> **Extract provided**:
══════════
As you can probably tell from the posts this month on the blog….I am a birth junkie. I love giving birth. I love the pain and intensity of it, I love how real everything is, how alive you feel. I love the challenge of it, the preparation, the connection with other women…..you get the idea, don’t want to be too redundant here.
My little secret that I haven’t fessed up to is that one of the reasons I’m sure I like birth so much is that I get a lot of positive attention for the work I’m doing as I go into and through labor. There’s glory there, everyone showering me with praises, telling me what an awesome job I’m doing, how strong I am, how capable my body is….I’m even telling myself these things over and over again. Everyone listens to me and is focused on me and I get to act however I want and say whatever I want. I’m surrounded by people who are forgiving of anything I do, accepting me even if I’m not composed or kind, encouraging me, cheering me on. I am queen.
And then, after a few days coasting on the highs of all that birthing glory and drinking in the beauty of new life, reality sets in. My body is empty and exhausted (and un-showered, sweaty, stinky, engorged and leaking). My brain has turned to mush. My emotions are a wreck. I’m cranky and unkind and my patience is nearly non-existent. And I start complaining and wallowing.
I never feel prepared for this part. Sure, toward the end of pregnancy I remind myself it’s going to happen and going to be hard. But I’m always a bit shell-shocked by the reality of it all.
I have a great post partum team, my mom, Jeff, Jeff’s mom, great friends who are helping on every front. But, in the middle of the night when I’m up with a gassy baby, so tired that I can hardly lift up the little guy, no one is sitting by my side, holding me hand and telling me how totally awesome I am. During the day my kids aren’t standing around me in awe at how I’m handling the pain of those first few seconds of nursing, telling me how great I’m doing. And I’m certainly not telling myself many positive things (I’m mostly feeling pretty sorry for myself and pretty lame that I can’t keep everything together). I don’t feel much glory in the work I’m doing. I mostly feel, well, empty and exhausted.
══════════
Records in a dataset
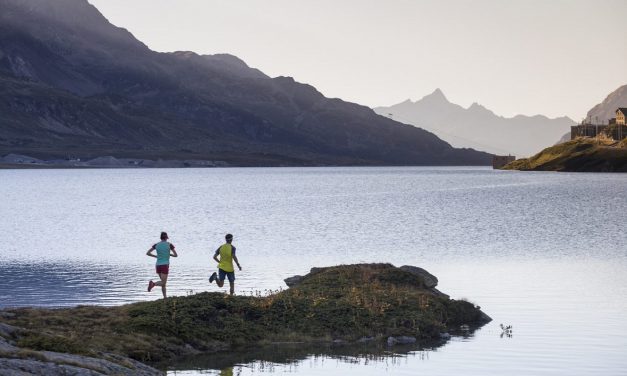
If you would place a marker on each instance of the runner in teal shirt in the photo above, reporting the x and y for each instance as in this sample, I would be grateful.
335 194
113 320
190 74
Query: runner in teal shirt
164 250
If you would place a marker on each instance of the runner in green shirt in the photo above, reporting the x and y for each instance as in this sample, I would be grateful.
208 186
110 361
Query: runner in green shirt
226 252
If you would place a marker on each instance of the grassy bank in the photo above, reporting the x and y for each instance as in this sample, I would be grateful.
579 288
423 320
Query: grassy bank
582 154
344 302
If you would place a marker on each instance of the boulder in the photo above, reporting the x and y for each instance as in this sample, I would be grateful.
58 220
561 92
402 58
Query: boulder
430 280
401 340
293 281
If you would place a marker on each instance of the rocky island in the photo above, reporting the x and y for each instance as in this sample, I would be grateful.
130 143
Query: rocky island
583 154
347 303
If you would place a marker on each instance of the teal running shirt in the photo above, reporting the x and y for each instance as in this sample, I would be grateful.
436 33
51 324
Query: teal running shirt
163 253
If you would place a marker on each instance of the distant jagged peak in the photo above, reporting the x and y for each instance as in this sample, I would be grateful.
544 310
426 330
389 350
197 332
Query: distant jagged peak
436 96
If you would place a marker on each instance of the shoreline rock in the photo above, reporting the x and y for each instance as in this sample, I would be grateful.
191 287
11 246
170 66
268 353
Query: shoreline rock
341 304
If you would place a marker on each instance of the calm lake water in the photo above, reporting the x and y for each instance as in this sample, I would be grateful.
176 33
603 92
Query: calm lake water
543 252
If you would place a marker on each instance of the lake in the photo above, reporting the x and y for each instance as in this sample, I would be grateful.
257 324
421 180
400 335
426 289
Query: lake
543 252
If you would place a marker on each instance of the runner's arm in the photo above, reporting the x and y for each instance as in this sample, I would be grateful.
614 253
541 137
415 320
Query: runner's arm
149 253
173 251
235 259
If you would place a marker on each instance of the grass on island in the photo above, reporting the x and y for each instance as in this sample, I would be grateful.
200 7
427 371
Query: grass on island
581 154
344 302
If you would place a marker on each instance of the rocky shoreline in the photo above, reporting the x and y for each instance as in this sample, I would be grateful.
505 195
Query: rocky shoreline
583 154
18 161
347 304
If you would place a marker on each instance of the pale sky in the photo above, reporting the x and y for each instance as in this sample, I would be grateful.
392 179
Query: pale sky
551 57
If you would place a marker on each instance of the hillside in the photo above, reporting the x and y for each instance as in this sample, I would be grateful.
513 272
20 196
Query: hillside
581 155
477 127
72 84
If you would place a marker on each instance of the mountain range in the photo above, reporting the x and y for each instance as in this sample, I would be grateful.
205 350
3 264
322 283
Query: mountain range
73 84
478 127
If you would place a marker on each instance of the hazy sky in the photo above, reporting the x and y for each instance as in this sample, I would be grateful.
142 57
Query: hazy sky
552 57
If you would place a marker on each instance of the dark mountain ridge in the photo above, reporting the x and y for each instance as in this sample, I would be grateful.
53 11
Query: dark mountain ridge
479 127
71 83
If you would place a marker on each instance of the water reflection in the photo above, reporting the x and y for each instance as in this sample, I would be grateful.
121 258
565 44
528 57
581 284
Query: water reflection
291 357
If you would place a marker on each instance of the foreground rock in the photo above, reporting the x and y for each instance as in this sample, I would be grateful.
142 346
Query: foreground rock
15 360
341 304
579 155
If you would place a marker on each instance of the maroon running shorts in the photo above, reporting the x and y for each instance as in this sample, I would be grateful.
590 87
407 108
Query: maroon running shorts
163 269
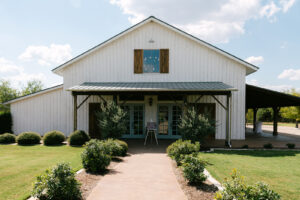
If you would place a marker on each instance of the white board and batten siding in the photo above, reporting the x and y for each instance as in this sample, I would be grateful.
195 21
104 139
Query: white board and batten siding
189 61
40 113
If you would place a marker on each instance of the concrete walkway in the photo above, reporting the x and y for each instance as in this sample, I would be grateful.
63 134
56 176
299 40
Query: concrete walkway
144 176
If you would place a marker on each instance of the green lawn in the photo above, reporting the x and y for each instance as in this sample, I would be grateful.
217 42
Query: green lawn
19 165
280 169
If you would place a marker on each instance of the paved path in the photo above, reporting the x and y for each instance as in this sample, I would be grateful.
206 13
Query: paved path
147 176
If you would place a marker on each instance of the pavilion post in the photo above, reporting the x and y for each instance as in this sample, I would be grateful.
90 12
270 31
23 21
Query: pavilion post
275 120
254 120
74 112
228 121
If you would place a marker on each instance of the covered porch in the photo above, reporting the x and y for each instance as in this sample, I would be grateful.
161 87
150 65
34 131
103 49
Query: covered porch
160 102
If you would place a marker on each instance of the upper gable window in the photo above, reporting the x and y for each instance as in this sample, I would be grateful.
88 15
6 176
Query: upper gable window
151 61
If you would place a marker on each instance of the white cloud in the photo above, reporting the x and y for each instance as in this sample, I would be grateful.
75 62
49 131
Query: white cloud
255 60
214 20
279 88
23 77
16 74
291 74
269 10
7 66
44 55
286 4
75 3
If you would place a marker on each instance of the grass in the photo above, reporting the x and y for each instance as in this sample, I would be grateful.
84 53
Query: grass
280 169
279 124
19 166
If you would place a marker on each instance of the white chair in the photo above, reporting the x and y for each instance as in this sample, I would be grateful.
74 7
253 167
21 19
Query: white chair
151 128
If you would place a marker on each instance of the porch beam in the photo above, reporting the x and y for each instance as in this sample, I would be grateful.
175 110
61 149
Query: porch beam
74 112
254 119
198 99
275 120
83 101
102 99
228 121
217 100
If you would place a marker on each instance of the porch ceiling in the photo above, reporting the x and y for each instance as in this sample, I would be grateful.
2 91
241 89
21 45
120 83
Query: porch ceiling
152 87
257 97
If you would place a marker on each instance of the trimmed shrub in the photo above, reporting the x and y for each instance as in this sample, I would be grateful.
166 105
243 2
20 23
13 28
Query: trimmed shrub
54 138
124 146
235 188
195 127
268 146
5 122
78 138
95 157
27 138
7 138
193 169
57 183
180 147
291 145
113 147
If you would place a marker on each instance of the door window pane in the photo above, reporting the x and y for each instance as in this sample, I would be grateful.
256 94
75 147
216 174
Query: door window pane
163 120
176 114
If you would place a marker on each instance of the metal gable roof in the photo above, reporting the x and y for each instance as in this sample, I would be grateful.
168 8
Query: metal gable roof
252 68
151 86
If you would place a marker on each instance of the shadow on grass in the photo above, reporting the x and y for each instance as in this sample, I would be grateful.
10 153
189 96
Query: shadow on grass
258 153
205 187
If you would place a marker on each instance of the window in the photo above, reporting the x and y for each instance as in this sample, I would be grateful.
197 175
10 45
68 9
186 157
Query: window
151 61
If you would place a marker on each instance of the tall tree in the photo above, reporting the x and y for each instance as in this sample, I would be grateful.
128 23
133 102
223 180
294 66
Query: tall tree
32 87
6 93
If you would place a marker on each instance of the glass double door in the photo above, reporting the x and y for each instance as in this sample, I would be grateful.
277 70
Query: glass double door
168 118
135 115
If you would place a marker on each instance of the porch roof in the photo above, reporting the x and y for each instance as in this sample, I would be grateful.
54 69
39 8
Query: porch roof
152 87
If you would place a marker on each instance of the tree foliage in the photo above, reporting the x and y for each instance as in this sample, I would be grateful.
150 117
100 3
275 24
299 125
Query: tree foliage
32 87
111 120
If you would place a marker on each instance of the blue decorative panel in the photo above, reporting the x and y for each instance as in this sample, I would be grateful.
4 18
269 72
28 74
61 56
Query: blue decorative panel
151 61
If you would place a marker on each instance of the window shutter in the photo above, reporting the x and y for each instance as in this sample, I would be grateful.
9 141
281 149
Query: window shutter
164 61
138 61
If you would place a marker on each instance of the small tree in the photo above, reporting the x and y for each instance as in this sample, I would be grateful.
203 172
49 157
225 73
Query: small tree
195 127
111 120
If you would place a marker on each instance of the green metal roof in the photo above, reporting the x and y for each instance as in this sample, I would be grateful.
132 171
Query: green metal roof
151 86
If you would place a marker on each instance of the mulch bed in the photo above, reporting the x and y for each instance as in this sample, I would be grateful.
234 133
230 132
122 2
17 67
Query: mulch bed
89 181
205 191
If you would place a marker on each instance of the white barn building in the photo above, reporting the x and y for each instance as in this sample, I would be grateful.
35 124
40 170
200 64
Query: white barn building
152 69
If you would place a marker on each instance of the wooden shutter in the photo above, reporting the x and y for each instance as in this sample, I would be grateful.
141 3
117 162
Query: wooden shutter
138 61
164 61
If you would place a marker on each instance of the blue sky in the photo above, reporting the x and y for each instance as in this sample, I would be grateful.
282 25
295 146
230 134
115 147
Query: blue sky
38 35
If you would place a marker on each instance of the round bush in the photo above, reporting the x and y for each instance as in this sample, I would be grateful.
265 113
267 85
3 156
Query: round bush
95 158
78 138
28 138
54 138
58 183
113 147
179 148
7 138
193 169
124 146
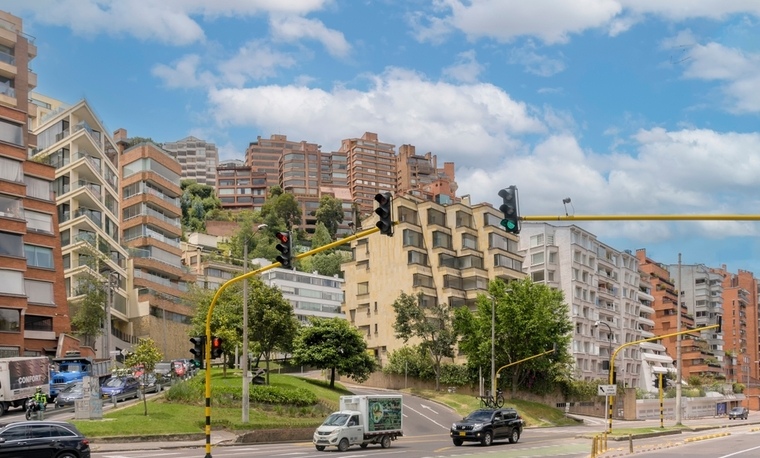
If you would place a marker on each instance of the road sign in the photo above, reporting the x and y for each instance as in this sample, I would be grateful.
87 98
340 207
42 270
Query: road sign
607 390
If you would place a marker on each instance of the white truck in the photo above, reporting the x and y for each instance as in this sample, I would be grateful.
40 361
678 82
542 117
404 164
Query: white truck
19 379
362 420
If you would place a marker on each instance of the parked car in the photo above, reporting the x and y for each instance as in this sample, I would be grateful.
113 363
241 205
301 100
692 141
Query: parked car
68 395
121 387
488 425
738 412
43 439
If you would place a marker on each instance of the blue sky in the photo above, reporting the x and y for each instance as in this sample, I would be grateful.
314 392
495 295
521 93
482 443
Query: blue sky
625 106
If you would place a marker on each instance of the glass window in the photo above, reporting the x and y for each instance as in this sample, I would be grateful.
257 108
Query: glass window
11 244
9 320
38 256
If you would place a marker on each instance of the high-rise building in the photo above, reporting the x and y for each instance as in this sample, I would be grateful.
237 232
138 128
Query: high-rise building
446 253
74 140
197 158
33 307
151 229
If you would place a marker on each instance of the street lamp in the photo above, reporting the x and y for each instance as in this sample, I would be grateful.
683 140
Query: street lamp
244 359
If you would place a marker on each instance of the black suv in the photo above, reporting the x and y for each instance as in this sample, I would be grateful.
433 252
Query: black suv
44 439
488 425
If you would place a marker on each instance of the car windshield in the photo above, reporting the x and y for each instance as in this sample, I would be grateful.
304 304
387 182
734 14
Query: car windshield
114 382
336 419
479 415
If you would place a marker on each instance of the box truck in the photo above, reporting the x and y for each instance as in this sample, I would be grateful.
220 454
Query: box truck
19 379
362 420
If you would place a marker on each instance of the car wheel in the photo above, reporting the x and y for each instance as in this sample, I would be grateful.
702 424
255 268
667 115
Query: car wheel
385 442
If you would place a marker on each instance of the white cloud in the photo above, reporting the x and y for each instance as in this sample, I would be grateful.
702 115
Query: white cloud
467 123
555 21
292 29
466 69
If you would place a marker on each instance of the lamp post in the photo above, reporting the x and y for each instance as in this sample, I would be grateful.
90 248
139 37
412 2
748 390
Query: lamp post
244 356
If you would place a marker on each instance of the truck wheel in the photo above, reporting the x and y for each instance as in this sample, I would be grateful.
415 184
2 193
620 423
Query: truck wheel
385 442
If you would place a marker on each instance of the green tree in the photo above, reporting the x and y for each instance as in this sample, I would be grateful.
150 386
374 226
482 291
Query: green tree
430 321
530 318
88 313
271 321
332 343
146 354
330 213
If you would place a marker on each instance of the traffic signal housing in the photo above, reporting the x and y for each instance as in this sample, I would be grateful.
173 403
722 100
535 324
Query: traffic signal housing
285 247
199 347
384 211
510 209
216 347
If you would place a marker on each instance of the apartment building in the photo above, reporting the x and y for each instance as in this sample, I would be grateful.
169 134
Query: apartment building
197 158
34 310
239 187
447 253
73 140
151 230
702 294
419 175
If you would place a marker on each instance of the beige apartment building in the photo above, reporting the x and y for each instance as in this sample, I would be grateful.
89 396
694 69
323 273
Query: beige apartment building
151 230
447 253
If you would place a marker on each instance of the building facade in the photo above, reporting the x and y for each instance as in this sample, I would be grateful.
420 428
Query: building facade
197 158
33 307
446 253
151 230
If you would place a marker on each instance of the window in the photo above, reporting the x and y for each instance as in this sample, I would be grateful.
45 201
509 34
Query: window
38 188
40 222
11 132
11 244
469 241
39 292
362 288
38 256
9 320
441 239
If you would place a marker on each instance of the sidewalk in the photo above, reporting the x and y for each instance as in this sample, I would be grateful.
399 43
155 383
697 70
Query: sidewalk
218 438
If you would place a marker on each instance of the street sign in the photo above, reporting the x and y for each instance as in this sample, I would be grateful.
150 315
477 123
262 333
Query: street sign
607 390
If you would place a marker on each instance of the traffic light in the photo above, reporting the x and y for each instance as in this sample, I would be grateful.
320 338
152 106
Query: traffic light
216 347
510 209
383 210
199 347
285 247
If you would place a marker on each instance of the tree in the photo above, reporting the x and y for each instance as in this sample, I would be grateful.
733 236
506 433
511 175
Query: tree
332 343
530 318
271 321
145 355
431 322
88 313
330 213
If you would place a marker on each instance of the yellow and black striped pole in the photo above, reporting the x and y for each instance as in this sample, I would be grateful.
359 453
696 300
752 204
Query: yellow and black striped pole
245 276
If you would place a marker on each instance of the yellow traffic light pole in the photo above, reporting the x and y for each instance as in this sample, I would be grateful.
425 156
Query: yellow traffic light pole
627 344
245 276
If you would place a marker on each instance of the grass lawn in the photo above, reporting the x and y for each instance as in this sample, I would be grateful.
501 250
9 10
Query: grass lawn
189 417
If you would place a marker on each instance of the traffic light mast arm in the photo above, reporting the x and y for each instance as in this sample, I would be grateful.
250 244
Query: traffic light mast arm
══════════
> **Complete the following**:
A – List every member of the postpartum team named in the blog post.
B – Reproduce the portion of the blog post between "I never feel" and "reality of it all.", inclusive.
Rely only on the blog post for this work.

> **Expected outputs**:
A –
- My mom
- Jeff
- Jeff's mom
- Great friends

B –
I never feel prepared for this part. Sure, toward the end of pregnancy I remind myself it’s going to happen and going to be hard. But I’m always a bit shell-shocked by the reality of it all.